Reproduce verbatim every line from the one that includes "Can you find the high-rise" to the closing line of the entries; omit everything before it.

- [Input data]:

-- -- --

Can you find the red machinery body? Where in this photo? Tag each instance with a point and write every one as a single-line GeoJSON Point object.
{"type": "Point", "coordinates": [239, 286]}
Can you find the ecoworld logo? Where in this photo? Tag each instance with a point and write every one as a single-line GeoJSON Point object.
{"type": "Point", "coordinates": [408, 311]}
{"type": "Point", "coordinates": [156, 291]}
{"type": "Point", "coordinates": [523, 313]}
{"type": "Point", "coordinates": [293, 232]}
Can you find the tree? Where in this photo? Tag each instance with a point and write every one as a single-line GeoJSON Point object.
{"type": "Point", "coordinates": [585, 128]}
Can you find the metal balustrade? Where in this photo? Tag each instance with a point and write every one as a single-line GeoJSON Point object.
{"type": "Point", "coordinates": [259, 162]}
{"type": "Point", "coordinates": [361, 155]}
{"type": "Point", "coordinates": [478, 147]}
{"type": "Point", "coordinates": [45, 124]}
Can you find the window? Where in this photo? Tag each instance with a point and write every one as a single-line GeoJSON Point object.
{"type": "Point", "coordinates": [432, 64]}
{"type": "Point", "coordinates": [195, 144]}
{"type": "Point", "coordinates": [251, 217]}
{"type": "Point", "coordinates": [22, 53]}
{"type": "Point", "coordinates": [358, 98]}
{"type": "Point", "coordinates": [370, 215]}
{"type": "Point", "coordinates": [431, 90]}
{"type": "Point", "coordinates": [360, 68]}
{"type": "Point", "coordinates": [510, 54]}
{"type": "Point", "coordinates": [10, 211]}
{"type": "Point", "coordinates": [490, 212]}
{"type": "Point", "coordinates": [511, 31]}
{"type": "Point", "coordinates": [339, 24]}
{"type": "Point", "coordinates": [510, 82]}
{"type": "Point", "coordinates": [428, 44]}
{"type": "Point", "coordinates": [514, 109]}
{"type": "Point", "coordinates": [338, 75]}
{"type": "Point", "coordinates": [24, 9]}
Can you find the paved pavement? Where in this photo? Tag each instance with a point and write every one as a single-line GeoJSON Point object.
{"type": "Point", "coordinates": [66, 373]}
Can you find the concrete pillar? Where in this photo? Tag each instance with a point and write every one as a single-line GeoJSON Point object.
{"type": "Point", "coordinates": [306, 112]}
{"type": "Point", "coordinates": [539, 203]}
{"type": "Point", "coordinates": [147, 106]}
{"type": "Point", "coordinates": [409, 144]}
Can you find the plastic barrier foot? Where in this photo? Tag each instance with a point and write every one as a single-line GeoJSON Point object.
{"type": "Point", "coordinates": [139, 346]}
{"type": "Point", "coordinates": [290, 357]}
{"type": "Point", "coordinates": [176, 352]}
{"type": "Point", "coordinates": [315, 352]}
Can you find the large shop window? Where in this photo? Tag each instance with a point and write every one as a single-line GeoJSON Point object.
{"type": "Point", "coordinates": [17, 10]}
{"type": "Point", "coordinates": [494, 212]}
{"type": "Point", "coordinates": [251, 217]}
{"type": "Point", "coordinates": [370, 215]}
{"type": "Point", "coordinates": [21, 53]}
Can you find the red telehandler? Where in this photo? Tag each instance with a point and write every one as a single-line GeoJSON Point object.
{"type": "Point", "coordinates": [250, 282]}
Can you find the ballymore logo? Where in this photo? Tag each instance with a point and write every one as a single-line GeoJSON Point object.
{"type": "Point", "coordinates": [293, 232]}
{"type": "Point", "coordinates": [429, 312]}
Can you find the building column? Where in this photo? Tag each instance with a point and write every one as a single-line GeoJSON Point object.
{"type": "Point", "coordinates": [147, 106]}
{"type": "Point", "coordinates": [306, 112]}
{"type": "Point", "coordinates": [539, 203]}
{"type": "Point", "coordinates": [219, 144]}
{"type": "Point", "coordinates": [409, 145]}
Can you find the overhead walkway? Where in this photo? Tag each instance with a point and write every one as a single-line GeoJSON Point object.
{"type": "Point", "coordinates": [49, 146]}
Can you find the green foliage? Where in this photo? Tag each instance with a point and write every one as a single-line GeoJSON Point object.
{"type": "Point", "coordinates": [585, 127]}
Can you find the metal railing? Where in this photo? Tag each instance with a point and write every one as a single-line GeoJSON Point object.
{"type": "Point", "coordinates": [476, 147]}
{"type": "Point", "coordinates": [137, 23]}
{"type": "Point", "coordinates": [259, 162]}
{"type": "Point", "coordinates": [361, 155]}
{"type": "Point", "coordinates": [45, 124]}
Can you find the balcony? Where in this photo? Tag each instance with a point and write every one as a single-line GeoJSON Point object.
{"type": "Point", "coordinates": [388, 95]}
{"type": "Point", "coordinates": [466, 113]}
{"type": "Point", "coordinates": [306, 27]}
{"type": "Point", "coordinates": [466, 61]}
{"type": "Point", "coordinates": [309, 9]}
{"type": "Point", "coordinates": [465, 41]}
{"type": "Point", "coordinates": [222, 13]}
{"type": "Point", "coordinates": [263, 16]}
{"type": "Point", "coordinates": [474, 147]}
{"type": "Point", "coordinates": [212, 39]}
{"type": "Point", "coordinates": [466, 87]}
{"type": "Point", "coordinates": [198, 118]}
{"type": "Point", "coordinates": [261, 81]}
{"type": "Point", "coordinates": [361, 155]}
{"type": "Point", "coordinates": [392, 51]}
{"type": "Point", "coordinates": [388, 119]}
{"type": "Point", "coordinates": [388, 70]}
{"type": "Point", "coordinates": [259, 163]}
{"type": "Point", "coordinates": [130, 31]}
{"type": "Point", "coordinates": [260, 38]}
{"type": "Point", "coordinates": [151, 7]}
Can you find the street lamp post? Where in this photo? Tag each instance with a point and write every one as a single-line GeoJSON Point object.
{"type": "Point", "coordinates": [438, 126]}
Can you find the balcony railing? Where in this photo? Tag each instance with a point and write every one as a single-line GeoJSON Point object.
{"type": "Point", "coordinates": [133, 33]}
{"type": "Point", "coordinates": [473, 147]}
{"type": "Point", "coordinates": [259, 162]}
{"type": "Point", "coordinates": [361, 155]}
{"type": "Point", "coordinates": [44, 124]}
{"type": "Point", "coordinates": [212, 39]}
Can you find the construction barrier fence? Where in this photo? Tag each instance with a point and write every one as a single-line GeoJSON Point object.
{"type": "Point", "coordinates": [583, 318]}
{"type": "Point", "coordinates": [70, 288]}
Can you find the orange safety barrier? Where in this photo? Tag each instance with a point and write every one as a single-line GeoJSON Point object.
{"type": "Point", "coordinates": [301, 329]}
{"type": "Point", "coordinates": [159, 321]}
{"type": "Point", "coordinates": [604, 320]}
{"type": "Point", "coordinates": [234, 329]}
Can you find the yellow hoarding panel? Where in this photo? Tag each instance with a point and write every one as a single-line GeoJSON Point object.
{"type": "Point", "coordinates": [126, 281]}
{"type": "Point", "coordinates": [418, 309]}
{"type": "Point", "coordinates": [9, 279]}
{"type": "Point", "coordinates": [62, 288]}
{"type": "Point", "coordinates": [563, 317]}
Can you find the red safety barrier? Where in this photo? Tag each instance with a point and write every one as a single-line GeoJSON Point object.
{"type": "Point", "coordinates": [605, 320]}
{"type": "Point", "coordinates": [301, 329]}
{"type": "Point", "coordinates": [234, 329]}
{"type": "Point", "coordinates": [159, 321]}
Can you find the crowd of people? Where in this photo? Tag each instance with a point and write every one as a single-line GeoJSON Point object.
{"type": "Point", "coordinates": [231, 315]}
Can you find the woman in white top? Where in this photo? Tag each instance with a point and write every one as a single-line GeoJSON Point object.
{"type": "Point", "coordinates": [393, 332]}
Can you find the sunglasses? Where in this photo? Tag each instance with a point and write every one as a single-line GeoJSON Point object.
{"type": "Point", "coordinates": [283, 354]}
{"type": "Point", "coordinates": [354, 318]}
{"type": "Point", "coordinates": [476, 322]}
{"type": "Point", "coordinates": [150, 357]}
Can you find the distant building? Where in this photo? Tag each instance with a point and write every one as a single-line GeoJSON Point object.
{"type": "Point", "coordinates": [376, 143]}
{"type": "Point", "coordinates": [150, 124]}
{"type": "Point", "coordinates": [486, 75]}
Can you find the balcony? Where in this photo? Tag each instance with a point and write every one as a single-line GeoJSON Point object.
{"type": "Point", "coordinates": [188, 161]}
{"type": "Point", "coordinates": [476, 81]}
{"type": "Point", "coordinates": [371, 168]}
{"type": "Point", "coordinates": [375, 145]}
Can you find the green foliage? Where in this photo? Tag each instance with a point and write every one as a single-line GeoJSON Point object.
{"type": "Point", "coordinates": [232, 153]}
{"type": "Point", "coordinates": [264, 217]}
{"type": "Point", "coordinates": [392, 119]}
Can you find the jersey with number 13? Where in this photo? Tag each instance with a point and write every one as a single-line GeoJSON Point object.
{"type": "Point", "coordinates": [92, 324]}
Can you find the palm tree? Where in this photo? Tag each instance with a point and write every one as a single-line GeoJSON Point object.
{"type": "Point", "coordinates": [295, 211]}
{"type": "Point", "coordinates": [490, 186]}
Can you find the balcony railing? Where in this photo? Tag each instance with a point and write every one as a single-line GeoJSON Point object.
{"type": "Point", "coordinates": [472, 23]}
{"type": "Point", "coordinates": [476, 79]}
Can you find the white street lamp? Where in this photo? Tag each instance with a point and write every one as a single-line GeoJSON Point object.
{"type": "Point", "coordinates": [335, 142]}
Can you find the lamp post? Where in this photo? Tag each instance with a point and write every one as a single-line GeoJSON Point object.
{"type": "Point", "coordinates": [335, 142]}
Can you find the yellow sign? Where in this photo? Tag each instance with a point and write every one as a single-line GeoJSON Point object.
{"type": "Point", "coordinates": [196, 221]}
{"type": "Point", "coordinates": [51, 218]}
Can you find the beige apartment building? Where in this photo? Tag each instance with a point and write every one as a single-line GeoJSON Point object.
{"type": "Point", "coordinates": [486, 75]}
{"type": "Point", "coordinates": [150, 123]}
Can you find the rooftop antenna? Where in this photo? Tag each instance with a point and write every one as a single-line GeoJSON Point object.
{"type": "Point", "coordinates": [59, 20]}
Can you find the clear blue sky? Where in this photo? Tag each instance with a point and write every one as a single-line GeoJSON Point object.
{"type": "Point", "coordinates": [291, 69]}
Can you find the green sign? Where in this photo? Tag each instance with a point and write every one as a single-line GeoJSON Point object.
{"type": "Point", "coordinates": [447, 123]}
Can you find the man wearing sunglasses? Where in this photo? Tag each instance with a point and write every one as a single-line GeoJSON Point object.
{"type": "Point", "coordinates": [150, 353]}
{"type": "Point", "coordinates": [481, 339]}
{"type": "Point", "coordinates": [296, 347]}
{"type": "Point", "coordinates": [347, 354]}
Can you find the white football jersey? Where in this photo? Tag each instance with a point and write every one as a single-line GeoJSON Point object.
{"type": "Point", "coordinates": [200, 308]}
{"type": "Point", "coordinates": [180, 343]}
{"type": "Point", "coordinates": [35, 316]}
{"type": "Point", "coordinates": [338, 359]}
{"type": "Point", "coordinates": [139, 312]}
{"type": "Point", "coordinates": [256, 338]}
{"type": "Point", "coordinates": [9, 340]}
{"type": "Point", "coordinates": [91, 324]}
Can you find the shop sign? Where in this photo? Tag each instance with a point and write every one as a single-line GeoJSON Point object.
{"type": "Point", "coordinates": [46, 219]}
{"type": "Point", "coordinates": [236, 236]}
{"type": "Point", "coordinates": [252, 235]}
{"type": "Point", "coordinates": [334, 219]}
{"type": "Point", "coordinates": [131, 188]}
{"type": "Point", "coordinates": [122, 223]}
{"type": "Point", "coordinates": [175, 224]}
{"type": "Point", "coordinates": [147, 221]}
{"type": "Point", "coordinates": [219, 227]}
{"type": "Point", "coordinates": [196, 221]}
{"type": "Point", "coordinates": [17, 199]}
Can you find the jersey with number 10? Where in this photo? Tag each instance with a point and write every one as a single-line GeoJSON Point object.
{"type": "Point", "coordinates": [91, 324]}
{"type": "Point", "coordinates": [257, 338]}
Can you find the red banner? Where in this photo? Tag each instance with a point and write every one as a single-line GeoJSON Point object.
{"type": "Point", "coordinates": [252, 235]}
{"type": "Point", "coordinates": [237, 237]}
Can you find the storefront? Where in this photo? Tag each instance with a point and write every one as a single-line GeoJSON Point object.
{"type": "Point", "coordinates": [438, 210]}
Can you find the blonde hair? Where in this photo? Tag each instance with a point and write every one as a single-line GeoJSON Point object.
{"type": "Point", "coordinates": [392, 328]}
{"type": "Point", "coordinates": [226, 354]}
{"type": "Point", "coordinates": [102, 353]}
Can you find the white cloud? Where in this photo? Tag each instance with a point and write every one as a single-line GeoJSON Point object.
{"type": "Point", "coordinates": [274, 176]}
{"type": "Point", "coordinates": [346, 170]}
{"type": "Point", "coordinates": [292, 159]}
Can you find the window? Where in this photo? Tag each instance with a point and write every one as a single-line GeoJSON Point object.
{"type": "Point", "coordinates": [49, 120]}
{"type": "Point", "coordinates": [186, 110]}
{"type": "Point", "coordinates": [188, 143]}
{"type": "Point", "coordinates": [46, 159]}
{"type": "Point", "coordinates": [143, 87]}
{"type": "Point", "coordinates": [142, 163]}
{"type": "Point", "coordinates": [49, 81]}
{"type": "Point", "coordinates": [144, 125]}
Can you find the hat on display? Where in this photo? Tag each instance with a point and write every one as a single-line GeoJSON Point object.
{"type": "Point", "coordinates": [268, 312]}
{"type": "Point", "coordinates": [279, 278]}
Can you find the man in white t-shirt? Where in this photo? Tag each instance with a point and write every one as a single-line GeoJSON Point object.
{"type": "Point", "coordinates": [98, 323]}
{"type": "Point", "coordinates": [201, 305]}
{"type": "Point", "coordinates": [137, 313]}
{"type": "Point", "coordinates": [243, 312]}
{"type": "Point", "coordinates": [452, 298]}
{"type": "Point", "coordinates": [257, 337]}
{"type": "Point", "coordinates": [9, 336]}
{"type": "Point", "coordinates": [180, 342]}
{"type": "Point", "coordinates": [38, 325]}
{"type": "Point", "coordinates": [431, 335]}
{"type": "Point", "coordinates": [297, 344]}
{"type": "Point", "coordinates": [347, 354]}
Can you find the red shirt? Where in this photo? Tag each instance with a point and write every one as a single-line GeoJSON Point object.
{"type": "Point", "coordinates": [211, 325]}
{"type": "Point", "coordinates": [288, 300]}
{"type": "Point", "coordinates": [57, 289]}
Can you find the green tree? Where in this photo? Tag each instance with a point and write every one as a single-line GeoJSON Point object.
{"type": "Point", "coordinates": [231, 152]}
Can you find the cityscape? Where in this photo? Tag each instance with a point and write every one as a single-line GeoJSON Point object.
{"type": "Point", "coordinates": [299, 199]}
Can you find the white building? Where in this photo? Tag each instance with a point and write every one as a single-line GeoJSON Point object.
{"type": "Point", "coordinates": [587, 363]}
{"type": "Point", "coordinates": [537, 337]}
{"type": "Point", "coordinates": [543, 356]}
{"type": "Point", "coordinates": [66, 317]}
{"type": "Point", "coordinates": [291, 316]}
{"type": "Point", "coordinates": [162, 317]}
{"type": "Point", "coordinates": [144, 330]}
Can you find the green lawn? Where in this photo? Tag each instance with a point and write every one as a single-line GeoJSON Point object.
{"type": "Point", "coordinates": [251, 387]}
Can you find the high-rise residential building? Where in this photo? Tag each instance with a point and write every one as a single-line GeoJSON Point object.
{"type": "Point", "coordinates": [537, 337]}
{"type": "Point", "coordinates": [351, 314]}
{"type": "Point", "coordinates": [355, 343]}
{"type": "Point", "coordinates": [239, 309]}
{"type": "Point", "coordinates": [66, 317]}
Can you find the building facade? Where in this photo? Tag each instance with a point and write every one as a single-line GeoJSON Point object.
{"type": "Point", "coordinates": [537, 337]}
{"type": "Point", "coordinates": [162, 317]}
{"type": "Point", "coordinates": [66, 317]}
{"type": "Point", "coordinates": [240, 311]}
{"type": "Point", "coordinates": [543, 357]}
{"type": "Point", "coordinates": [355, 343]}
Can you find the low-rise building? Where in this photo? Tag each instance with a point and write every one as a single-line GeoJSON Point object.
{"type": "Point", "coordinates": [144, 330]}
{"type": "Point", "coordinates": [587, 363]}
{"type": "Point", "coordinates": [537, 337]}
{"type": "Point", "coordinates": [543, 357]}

-- -- --

- [Output of the exercise]:
Can you find the high-rise residential building? Where in this photo? Tag each instance with a point and write every one as a single-line GeoJSON Point object.
{"type": "Point", "coordinates": [537, 337]}
{"type": "Point", "coordinates": [351, 314]}
{"type": "Point", "coordinates": [355, 343]}
{"type": "Point", "coordinates": [239, 309]}
{"type": "Point", "coordinates": [66, 317]}
Can you find the building facade? Where in this photo? Tag each instance with a point and write every one as a single-line GeoJSON Point object.
{"type": "Point", "coordinates": [537, 337]}
{"type": "Point", "coordinates": [162, 317]}
{"type": "Point", "coordinates": [66, 317]}
{"type": "Point", "coordinates": [240, 311]}
{"type": "Point", "coordinates": [543, 357]}
{"type": "Point", "coordinates": [355, 343]}
Can you find the low-rise building? Where in this photo? Tag each instance with a point and write every one as a single-line GeoJSON Point object.
{"type": "Point", "coordinates": [144, 330]}
{"type": "Point", "coordinates": [587, 363]}
{"type": "Point", "coordinates": [537, 337]}
{"type": "Point", "coordinates": [543, 357]}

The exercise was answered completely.